* _INPUT_:
+===+

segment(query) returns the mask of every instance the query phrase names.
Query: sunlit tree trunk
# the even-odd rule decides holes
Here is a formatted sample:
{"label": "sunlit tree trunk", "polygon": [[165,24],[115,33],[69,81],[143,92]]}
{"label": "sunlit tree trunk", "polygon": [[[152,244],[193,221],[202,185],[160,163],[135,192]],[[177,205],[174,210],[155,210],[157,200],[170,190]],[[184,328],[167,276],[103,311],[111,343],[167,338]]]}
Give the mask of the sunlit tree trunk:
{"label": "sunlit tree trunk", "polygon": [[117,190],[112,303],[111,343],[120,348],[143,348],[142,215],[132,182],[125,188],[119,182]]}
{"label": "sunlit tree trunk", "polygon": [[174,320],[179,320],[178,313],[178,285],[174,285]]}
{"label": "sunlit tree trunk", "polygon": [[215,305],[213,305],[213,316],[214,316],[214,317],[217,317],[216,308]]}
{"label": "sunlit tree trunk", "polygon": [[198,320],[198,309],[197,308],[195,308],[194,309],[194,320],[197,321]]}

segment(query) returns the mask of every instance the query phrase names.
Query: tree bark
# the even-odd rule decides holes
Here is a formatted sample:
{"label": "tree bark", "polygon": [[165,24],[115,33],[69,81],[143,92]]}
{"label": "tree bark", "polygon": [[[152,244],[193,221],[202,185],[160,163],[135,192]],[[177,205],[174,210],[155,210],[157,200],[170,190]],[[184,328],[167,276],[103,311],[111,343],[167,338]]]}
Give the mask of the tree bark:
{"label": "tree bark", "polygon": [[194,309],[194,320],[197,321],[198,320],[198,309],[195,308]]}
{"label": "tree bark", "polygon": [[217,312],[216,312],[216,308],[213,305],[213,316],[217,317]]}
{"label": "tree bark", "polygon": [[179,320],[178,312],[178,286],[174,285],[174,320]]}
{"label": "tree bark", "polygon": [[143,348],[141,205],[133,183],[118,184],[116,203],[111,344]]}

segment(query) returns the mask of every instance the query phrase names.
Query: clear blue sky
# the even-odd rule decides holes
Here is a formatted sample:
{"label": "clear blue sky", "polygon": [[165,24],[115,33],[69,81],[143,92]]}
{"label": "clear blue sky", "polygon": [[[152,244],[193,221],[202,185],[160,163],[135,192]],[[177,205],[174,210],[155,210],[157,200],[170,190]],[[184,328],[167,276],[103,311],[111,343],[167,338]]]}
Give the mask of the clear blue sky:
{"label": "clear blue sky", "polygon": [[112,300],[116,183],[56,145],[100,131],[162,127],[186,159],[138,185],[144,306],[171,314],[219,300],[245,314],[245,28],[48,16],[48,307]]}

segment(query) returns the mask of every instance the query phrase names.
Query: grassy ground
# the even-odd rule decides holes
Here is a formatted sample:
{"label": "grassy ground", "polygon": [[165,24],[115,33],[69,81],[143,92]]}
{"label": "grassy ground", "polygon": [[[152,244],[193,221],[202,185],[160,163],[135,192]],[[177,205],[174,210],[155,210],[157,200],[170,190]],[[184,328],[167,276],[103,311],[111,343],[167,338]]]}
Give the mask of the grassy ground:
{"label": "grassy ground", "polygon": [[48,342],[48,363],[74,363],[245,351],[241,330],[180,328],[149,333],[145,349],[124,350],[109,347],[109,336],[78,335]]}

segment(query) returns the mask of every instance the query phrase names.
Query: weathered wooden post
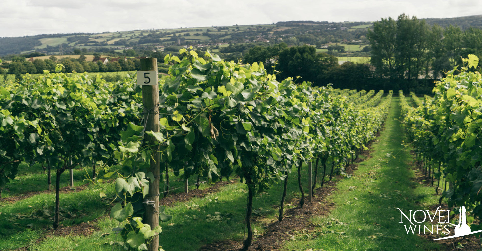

+===+

* _INSTRUCTIONS TO FOLLOW_: Count how many lines in the rows above contain the string "Give", treating uppercase and lowercase as different, and reply with that number alone.

* _RESPONSE FOR THIS EXERCISE_: 4